━━ Data supplied

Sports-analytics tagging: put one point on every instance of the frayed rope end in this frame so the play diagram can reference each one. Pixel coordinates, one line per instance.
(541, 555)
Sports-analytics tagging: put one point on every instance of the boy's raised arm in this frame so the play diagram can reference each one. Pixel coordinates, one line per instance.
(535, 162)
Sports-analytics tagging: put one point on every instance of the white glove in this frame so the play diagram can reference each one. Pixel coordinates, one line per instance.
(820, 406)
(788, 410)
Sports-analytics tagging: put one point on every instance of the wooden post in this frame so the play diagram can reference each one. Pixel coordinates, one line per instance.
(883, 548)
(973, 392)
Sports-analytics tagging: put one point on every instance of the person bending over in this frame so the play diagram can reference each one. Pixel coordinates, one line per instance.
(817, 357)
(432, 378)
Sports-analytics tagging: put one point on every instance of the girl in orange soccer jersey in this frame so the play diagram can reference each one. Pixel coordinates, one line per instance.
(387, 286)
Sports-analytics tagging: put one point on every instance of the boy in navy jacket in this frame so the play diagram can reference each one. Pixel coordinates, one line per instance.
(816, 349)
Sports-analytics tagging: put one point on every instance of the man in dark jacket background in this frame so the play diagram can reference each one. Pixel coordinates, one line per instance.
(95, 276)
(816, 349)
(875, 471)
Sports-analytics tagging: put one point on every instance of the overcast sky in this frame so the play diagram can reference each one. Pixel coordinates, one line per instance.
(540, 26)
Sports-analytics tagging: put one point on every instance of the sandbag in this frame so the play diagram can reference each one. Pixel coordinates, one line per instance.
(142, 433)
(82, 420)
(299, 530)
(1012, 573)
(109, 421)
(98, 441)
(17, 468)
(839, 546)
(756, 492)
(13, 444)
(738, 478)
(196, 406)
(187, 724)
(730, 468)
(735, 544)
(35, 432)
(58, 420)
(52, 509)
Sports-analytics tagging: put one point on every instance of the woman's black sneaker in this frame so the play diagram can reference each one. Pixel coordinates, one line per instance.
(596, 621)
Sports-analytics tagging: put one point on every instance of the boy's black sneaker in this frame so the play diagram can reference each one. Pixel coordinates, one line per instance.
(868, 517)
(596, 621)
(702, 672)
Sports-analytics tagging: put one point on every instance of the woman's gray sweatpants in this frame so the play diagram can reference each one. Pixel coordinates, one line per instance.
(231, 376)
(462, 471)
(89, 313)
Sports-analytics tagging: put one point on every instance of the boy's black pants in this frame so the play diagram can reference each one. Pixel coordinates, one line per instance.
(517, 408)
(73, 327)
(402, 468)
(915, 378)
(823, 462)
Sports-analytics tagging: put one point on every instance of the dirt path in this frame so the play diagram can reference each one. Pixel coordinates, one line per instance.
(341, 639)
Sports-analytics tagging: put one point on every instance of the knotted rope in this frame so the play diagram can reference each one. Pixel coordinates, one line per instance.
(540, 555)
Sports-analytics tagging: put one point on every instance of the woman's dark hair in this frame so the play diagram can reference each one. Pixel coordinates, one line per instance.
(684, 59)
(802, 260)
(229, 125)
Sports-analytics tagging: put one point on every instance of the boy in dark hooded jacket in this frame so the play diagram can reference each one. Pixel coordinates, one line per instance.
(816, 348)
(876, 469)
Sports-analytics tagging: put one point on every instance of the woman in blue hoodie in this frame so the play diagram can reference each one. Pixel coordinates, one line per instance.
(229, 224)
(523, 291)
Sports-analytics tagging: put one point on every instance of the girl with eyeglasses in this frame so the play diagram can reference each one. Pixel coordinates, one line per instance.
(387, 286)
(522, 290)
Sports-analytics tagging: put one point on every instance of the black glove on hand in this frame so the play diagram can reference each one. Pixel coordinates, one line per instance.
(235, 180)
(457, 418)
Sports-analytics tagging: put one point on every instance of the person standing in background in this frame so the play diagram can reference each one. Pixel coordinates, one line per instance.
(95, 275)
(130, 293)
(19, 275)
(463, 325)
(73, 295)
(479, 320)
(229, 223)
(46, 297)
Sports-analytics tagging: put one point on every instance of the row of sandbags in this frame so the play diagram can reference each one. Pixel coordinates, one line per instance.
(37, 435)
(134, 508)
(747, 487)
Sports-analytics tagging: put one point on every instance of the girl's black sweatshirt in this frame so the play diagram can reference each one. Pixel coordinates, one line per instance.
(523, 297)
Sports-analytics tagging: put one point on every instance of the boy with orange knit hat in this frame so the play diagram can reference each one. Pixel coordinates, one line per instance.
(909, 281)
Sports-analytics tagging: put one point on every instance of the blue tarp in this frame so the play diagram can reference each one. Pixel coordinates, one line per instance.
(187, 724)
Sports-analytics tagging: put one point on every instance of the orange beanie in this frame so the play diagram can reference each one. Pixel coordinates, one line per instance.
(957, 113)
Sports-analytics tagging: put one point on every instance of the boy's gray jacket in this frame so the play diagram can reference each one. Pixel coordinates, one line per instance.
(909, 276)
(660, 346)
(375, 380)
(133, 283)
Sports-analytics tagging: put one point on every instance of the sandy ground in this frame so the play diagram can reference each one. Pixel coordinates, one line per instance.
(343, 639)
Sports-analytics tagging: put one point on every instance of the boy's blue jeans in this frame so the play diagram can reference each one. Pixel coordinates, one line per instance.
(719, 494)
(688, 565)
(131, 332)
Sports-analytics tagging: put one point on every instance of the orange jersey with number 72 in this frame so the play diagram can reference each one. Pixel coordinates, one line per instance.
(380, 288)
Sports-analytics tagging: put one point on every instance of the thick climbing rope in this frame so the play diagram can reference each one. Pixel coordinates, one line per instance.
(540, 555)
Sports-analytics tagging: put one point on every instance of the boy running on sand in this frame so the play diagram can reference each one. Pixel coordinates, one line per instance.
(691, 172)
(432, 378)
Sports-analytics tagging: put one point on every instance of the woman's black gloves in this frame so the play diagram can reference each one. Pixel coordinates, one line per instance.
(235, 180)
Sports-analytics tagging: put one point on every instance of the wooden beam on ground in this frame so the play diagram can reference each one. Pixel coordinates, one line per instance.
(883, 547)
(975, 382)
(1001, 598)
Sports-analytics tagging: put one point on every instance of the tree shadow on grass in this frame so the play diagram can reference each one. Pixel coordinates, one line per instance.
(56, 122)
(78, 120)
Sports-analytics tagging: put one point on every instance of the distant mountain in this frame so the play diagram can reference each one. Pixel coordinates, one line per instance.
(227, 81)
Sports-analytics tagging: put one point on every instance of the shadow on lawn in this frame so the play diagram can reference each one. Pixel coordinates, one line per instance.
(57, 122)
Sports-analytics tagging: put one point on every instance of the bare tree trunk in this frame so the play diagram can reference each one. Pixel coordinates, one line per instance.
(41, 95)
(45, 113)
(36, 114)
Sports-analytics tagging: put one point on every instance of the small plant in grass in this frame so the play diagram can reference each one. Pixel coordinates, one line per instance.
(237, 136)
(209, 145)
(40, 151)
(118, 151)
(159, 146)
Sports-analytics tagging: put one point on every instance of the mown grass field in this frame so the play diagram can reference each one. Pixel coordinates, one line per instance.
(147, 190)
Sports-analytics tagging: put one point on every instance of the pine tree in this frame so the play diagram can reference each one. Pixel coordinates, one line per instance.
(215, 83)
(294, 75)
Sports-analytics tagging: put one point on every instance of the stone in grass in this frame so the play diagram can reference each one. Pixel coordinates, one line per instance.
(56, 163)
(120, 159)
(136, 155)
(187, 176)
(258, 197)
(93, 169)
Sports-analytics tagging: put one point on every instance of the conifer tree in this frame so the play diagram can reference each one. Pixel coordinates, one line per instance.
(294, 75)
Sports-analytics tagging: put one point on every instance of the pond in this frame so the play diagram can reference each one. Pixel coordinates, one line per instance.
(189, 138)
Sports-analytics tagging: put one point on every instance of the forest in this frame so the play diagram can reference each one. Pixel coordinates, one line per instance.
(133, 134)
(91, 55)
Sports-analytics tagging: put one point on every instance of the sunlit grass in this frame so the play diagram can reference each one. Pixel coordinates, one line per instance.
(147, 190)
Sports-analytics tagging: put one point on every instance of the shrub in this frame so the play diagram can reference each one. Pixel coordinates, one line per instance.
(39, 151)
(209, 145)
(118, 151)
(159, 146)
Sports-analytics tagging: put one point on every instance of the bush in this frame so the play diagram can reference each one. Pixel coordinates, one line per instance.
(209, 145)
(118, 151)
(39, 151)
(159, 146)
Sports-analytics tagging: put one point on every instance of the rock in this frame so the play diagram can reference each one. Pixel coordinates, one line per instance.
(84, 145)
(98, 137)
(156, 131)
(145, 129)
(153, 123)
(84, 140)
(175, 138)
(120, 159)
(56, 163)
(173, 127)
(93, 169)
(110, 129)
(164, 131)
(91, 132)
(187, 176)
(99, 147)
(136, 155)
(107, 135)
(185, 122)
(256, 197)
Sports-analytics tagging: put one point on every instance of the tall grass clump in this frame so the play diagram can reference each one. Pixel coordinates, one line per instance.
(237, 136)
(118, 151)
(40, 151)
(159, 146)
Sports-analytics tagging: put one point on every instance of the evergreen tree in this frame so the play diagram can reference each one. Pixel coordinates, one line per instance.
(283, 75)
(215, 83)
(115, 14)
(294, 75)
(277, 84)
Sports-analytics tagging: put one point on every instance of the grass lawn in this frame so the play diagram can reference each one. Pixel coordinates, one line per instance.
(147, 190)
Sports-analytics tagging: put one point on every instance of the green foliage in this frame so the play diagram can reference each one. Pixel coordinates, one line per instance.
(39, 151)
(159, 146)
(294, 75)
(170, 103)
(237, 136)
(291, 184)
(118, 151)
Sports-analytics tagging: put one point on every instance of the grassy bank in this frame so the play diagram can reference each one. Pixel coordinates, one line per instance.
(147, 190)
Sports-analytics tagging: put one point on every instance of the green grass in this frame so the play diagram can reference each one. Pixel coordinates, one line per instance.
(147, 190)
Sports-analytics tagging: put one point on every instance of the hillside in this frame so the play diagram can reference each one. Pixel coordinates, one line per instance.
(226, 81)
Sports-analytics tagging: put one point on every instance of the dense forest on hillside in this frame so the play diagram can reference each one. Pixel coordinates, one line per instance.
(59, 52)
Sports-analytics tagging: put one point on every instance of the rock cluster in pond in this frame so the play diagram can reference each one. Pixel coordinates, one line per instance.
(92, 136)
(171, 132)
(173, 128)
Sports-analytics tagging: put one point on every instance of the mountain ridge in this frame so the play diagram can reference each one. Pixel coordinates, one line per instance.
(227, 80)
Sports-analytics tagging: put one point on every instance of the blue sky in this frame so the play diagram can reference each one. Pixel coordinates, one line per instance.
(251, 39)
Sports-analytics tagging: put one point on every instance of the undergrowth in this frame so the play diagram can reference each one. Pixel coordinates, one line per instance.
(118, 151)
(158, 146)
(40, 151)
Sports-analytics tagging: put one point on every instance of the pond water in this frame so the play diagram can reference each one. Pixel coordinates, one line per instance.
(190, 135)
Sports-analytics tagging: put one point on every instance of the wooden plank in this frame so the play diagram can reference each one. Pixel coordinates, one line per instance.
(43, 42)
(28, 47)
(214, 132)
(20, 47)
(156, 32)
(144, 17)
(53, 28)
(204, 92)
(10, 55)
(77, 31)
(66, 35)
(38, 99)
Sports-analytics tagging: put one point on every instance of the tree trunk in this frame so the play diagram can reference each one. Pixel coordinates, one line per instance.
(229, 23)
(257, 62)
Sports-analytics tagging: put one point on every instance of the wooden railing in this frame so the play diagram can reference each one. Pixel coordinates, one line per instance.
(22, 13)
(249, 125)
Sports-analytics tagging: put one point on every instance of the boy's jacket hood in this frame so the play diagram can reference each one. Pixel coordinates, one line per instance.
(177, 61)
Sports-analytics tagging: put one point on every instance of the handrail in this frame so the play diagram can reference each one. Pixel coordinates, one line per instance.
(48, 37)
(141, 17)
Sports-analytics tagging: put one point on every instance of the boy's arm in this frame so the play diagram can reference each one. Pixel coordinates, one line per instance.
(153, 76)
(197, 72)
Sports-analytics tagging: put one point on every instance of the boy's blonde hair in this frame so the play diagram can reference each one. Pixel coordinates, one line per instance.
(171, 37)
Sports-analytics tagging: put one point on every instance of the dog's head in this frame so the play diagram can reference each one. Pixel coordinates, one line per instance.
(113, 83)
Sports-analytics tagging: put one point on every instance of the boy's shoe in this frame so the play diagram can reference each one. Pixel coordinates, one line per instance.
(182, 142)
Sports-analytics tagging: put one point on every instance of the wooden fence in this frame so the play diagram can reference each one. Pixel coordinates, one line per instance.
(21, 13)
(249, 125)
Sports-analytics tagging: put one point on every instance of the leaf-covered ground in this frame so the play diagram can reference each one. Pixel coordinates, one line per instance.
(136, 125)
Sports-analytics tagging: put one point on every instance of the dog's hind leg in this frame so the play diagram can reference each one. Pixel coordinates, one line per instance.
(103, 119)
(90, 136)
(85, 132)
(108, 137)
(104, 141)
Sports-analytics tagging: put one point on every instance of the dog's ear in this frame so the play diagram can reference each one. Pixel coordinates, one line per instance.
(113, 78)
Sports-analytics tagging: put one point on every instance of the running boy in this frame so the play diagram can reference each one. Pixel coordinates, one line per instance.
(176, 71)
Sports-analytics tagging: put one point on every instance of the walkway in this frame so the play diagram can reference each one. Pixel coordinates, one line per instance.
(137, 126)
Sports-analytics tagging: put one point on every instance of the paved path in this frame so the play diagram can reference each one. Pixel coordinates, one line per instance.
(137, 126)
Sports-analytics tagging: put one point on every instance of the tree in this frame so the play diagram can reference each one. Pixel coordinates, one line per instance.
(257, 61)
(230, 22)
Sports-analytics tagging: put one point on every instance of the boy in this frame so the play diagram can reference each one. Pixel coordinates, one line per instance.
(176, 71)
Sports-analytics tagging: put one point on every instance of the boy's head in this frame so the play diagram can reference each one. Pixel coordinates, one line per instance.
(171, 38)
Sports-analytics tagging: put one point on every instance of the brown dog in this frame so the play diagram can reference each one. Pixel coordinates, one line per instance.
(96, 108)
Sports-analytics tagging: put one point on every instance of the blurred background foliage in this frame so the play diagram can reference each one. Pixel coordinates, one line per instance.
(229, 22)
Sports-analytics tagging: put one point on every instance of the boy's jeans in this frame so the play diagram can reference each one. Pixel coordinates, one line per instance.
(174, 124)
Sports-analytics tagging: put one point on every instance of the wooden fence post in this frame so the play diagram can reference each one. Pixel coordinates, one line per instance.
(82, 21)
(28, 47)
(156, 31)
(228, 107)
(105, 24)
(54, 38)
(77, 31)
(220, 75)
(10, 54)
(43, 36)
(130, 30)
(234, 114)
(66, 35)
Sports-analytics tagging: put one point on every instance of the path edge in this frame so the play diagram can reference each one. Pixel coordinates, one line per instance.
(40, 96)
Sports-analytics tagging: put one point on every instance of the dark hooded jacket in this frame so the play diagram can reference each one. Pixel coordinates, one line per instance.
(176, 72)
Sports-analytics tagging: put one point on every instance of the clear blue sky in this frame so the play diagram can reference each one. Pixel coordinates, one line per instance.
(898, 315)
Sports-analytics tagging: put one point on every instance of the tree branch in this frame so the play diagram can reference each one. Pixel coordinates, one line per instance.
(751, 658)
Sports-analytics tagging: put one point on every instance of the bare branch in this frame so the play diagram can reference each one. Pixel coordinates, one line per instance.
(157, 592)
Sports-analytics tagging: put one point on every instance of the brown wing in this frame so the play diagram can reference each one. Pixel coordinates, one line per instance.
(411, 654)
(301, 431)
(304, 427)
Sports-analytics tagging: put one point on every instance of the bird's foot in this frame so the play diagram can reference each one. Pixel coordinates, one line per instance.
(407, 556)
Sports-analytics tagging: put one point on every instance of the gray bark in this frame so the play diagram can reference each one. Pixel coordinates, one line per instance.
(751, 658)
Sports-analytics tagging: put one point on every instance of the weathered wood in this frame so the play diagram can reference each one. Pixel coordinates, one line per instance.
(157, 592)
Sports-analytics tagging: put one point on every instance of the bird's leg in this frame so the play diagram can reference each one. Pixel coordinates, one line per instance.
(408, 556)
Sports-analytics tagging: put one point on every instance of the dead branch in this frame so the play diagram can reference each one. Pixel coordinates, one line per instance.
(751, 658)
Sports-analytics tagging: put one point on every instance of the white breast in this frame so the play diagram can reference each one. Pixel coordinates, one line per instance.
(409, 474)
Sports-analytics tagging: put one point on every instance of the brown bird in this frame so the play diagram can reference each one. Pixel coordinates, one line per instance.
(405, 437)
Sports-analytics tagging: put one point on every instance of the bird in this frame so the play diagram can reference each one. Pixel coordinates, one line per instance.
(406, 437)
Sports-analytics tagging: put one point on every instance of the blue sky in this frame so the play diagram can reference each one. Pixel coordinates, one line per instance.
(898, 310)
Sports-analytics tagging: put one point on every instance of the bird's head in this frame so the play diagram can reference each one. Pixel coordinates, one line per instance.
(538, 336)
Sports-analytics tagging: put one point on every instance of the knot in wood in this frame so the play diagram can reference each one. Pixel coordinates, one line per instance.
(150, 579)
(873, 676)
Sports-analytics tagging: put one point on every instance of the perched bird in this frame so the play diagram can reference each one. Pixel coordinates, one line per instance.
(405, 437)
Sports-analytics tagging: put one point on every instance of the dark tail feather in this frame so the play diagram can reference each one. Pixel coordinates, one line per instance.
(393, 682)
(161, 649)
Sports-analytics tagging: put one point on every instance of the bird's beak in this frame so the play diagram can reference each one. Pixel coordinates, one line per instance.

━━━━

→ Task description:
Retype exactly. Start at the line with "of the perched" and stop at the last line of the data.

→ Solution to this problem:
Sports-analytics tagging: put one point on every instance of the perched bird in this frame so the play diagram can reference each one. Pixel coordinates, one line per instance.
(405, 437)
Sports-analytics tagging: put one point on every instance of the dark tail feather in this frame so the play diagram can reference each one. Pixel coordinates, one line per instance.
(393, 682)
(161, 649)
Sports-analytics tagging: put one point on every instance of the bird's beak in this frame so the play diagram can reference each one. Pixel coordinates, one line per instance.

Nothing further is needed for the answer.